* Texto proporcionado:
━━━━━━━━━━━━━━━━
Enfrentar a Goliat

12/06/2022

3 min de lectura

Despues del Holocausto, yo era una jovencita demacrada, agotada física, emocional y mentalmente, que tuvo que enfrentar a un robusto y cruel soldado ruso sin consciencia. ¿Qué posibilidad tenía?

Esta es una historia real. Le ocurrió a mi abuela.

Era el año 1945. Sabíamos que la guerra estaba llegando a su fin debido a los bombardeos y porque nuestros guardias se estaban poniendo nerviosos. No imaginamos que también precisaríamos milagros para sobrevivir la liberación misma.

Se acercaba el fin de nuestra miseria. Nos obligaron a caminar durante muchos días en la marcha de la muerte. Nos daban sólo unos cuantos minutos al día para las necesidades personales. No teníamos idea qué día de la semana era; sólo seguíamos caminando.

Un día estábamos en medio de un campo y de un momento a otro los guardias desaparecieron, asustados de los agresivos rusos. De pronto éramos libres.

Los habitantes de las casas de los campos cercanos se habían escapado de los soldados rusos que se acercaban. Nos apretamos en esas casas y comenzamos a instalarnos. De pronto nos asustamos al oír disparos y salimos corriendo en histeria. Eran los soldados rusos que celebraban con disparos al aire. Como yo hablaba ruso, fui la encargada de comunicarme con los soldados rusos en nombre de mis compañeras sobrevivientes.

Regresamos a las casas, escogiendo camas al azar en lo que sería nuestro nuevo alojamiento.

Nadie quería dormir con una jovencita cuyo estado mental estaba terriblemente afectado por todos los traumas que había experimentado. Yo me ofrecí a ser su compañera de cuarto.

Éramos jovencitas de quince, dieciséis y diecisiete años. Solas en el mundo, intentando encontrar sentido a nuestra nueva realidad.

Cada fibra de mi ser se llenó de horror. Él cerró la puerta y yo comencé a gritar.

Una noche, alrededor de la medianoche, un corpulento soldado ruso irrumpió en mi habitación. Tenía un aire peligroso y una mirada salvaje en sus ojos. Se me congeló la sangre. Mi corazón comenzó a latir con fuerza; cada fibra de mi ser se llenó de horror. Él cerró la puerta y yo comencé a gritar.

“Cállate o te voy a disparar”, me ordenó el soldado, acercándose a mi amenazante.

“Dispara”, le respondí.

Me quedé de pie. Una joven adolescente completamente sola en el mundo y sola en la habitación. La otra joven estaba allí conmigo, pero en su estado no podía ayudarme en nada.

Yo era una jovencita débil y demacrada, sin un gramo de fuerza en mi cuerpo esquelético, totalmente agotada física, emocional y mentalmente, enfrentando a un robusto y cruel soldado ruso, sin consciencia. ¿Qué posibilidad tenía?

Me sentí como David, el joven pastor, enfrentándose al poderoso gigante Goliat. Goliat era un feroz y enorme guerrero, armado con una pesada y sólida armadura y una enorme lanza de hierro. Lo único que David tenía era un modesto ejército, una honda y cinco piedritas.
━━━━━━━━━━━━━━━━
* Instrucción dada A: Extrae del relato, tal como aparece, todo el fragmento que va desde "Se acercaba el" hasta "pronto éramos libres.".
El relato y los registros son materiales independientes entre sí.

* Filas de datos:
━━━━━━━━━━━━━━━━
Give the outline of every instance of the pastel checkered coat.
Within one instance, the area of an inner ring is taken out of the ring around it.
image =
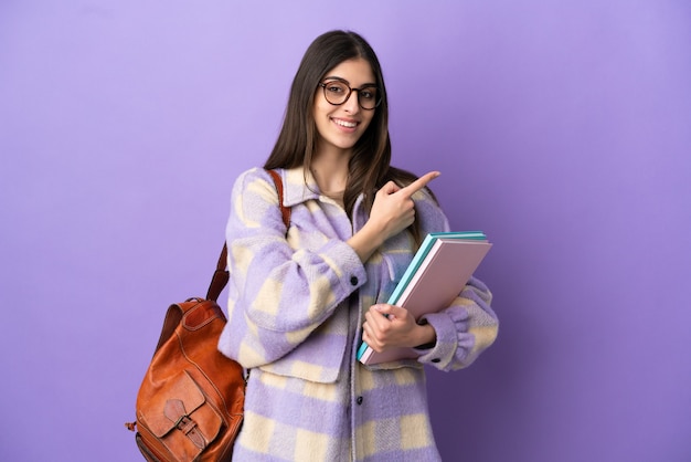
[[[270,176],[238,177],[226,228],[228,324],[219,348],[252,369],[238,461],[437,461],[423,365],[459,369],[497,335],[487,287],[472,279],[447,309],[428,315],[436,346],[418,360],[363,366],[355,359],[364,312],[385,303],[413,258],[408,233],[366,264],[346,241],[352,223],[304,170],[278,170],[291,208],[286,237]],[[424,232],[448,222],[424,191],[413,197]],[[450,398],[450,397],[449,397]]]

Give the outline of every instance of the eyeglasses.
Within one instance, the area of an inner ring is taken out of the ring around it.
[[[361,88],[351,88],[346,82],[330,81],[320,82],[319,86],[323,88],[323,96],[329,104],[340,106],[346,103],[352,92],[358,95],[358,104],[365,111],[372,111],[382,102],[376,85],[366,85]]]

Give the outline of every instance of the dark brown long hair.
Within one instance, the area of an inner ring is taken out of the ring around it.
[[[348,166],[343,203],[351,219],[355,199],[361,193],[364,195],[363,203],[369,212],[376,190],[387,181],[393,180],[404,186],[417,178],[390,165],[389,101],[384,76],[374,50],[360,34],[351,31],[330,31],[319,35],[309,45],[293,80],[280,134],[264,165],[266,169],[300,166],[306,172],[310,169],[318,137],[312,109],[318,84],[330,70],[343,61],[358,57],[370,63],[382,102],[374,109],[370,126],[353,146]],[[419,242],[417,221],[411,227],[411,232]]]

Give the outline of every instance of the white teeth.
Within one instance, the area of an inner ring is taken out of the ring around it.
[[[333,122],[336,122],[337,125],[340,125],[341,127],[347,127],[347,128],[355,128],[355,126],[358,126],[358,124],[355,124],[354,122],[346,122],[346,120],[337,120],[337,119],[333,119]]]

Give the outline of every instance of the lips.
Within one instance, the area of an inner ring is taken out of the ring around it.
[[[332,118],[331,120],[333,120],[333,123],[340,127],[344,127],[344,128],[355,128],[358,126],[358,122],[353,122],[353,120],[343,120],[341,118]]]

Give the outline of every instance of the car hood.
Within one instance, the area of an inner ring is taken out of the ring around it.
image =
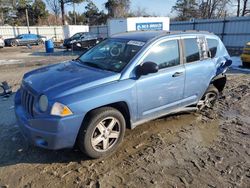
[[[78,88],[74,90],[76,92],[116,81],[119,78],[119,73],[69,61],[26,73],[23,84],[30,87],[35,93],[55,97],[56,95],[62,95],[65,91],[70,94],[68,91],[72,88]]]

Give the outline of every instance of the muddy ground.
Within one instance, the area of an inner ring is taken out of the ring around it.
[[[6,51],[0,60],[7,53],[14,59]],[[22,65],[0,66],[0,80],[16,89],[23,73],[41,66],[41,59],[53,63],[75,57],[69,53],[26,54]],[[13,98],[0,98],[1,188],[250,187],[250,74],[231,71],[213,111],[167,116],[126,130],[118,151],[100,160],[77,149],[30,146],[16,124]]]

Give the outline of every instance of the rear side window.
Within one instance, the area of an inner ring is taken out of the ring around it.
[[[210,51],[210,57],[214,58],[217,52],[218,40],[216,39],[207,39],[208,49]]]
[[[172,67],[180,64],[178,40],[162,42],[154,46],[144,62],[154,62],[158,64],[159,69]]]
[[[196,38],[184,39],[186,62],[191,63],[200,60],[200,51]]]

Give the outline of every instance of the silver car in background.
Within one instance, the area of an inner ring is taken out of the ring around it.
[[[0,48],[4,47],[4,38],[2,35],[0,35]]]

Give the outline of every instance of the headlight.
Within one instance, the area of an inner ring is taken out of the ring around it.
[[[45,112],[48,109],[49,101],[46,95],[42,95],[39,99],[39,108],[42,112]]]
[[[59,102],[56,102],[53,106],[52,106],[52,109],[51,109],[51,112],[50,112],[51,115],[55,115],[55,116],[61,116],[61,117],[64,117],[64,116],[69,116],[71,114],[73,114],[71,112],[71,110],[65,106],[64,104],[61,104]]]

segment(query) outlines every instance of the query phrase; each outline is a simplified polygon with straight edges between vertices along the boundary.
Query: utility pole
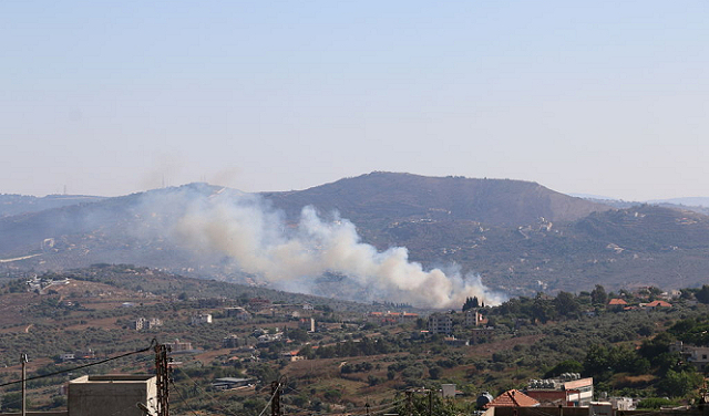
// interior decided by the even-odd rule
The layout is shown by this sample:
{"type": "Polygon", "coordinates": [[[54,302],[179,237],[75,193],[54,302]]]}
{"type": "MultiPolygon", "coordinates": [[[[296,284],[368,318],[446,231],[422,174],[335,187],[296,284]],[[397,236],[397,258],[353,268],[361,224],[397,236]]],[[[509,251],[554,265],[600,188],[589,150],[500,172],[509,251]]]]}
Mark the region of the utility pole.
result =
{"type": "Polygon", "coordinates": [[[280,416],[280,382],[270,382],[270,416],[280,416]]]}
{"type": "MultiPolygon", "coordinates": [[[[157,416],[169,415],[169,368],[167,345],[155,345],[155,375],[157,376],[157,416]]],[[[23,415],[24,416],[24,415],[23,415]]]]}
{"type": "Polygon", "coordinates": [[[433,416],[433,391],[429,391],[429,416],[433,416]]]}
{"type": "Polygon", "coordinates": [[[21,354],[20,360],[22,361],[22,416],[27,416],[27,354],[21,354]]]}

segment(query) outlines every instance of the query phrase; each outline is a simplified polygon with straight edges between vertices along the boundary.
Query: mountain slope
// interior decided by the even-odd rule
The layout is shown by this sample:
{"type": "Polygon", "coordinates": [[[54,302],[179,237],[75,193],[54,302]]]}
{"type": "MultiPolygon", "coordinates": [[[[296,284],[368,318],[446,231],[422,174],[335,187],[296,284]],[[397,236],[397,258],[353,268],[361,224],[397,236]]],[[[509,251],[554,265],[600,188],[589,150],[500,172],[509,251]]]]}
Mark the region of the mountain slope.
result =
{"type": "MultiPolygon", "coordinates": [[[[134,263],[258,282],[258,275],[242,272],[227,251],[213,250],[202,240],[183,241],[187,237],[176,232],[191,210],[217,214],[203,210],[215,200],[248,207],[251,214],[268,211],[268,206],[282,209],[289,222],[270,231],[286,233],[298,232],[294,220],[306,205],[326,218],[338,210],[354,223],[362,241],[379,251],[407,247],[409,259],[425,269],[456,264],[463,274],[480,273],[485,284],[512,294],[588,290],[597,283],[612,289],[690,287],[706,282],[709,268],[709,217],[655,206],[612,209],[533,183],[374,173],[261,196],[259,200],[233,189],[192,184],[0,218],[0,259],[35,254],[0,261],[0,270],[134,263]]],[[[228,246],[245,236],[244,230],[220,221],[245,211],[227,212],[210,227],[229,230],[222,239],[228,246]]],[[[347,293],[343,277],[335,277],[340,280],[326,279],[320,293],[347,293]]]]}
{"type": "Polygon", "coordinates": [[[569,197],[535,183],[372,173],[306,190],[261,194],[290,216],[306,205],[338,210],[356,223],[403,218],[472,220],[495,226],[571,221],[602,204],[569,197]]]}

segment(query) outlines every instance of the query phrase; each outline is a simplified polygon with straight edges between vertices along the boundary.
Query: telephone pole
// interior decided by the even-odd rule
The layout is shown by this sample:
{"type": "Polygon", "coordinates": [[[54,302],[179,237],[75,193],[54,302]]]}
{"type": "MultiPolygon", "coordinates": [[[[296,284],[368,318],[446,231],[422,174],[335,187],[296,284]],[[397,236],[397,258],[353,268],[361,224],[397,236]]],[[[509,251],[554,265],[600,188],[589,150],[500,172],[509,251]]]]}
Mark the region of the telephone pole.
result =
{"type": "Polygon", "coordinates": [[[20,360],[22,361],[22,416],[27,416],[27,354],[21,354],[20,360]]]}
{"type": "Polygon", "coordinates": [[[270,416],[280,416],[280,382],[270,382],[270,416]]]}
{"type": "MultiPolygon", "coordinates": [[[[167,345],[155,345],[155,375],[157,376],[157,416],[169,415],[169,368],[167,345]]],[[[23,415],[24,416],[24,415],[23,415]]]]}

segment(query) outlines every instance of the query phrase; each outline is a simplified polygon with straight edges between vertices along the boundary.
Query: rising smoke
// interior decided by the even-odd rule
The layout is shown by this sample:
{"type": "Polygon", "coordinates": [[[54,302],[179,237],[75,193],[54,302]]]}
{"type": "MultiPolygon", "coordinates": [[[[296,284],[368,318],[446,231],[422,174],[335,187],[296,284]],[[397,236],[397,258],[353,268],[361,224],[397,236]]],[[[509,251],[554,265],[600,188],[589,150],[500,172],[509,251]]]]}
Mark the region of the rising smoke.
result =
{"type": "Polygon", "coordinates": [[[302,209],[297,225],[255,195],[213,195],[193,200],[177,220],[176,237],[194,250],[220,252],[245,272],[280,287],[297,282],[309,292],[308,282],[323,273],[352,279],[379,299],[418,306],[459,308],[467,297],[487,304],[503,300],[490,292],[479,275],[464,275],[450,268],[425,271],[409,261],[405,248],[379,252],[361,241],[356,227],[332,214],[321,219],[312,207],[302,209]],[[448,270],[448,269],[446,269],[448,270]]]}

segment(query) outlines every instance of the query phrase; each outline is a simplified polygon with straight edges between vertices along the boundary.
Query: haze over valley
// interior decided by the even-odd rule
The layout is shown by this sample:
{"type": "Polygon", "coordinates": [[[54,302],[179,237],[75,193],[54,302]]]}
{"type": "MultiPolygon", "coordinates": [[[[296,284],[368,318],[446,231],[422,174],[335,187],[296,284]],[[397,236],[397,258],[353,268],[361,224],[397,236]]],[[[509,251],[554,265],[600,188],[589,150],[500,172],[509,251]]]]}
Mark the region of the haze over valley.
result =
{"type": "Polygon", "coordinates": [[[700,207],[616,208],[520,180],[378,171],[288,193],[191,184],[48,198],[0,196],[3,272],[131,263],[449,308],[595,284],[696,287],[709,266],[700,207]]]}

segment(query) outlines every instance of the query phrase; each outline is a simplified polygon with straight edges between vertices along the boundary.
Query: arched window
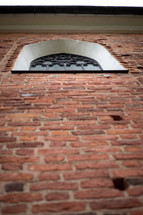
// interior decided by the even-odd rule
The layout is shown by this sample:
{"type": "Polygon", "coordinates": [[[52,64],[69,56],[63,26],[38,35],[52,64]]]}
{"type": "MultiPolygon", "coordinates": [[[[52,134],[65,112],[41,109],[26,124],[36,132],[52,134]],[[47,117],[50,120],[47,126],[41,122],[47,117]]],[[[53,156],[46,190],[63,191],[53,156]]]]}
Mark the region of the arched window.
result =
{"type": "Polygon", "coordinates": [[[88,57],[74,54],[52,54],[33,60],[31,71],[97,71],[102,70],[99,63],[88,57]]]}
{"type": "Polygon", "coordinates": [[[13,73],[33,72],[127,72],[100,44],[58,39],[23,47],[13,73]]]}

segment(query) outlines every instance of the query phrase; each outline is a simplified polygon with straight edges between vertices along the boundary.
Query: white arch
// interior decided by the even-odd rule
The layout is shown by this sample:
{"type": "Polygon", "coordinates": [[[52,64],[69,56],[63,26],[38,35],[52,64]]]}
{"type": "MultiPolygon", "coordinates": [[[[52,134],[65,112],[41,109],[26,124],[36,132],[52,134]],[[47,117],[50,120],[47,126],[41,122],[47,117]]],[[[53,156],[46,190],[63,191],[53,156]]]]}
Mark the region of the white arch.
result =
━━━━━━━━━━━━━━━━
* Instrucción dada B: Filtra los registros y copia cada línea que contenga la palabra "Mark".

* Resultado del ejercicio A:
Se acercaba el fin de nuestra miseria. Nos obligaron a caminar durante muchos días en la marcha de la muerte. Nos daban sólo unos cuantos minutos al día para las necesidades personales. No teníamos idea qué día de la semana era; sólo seguíamos caminando.

Un día estábamos en medio de un campo y de un momento a otro los guardias desaparecieron, asustados de los agresivos rusos. De pronto éramos libres.

* Resultado del ejercicio B:
Mark the region of the utility pole.
Mark the region of the mountain slope.
Mark the region of the telephone pole.
Mark the region of the rising smoke.
Mark the region of the haze over valley.
Mark the region of the arched window.
Mark the region of the white arch.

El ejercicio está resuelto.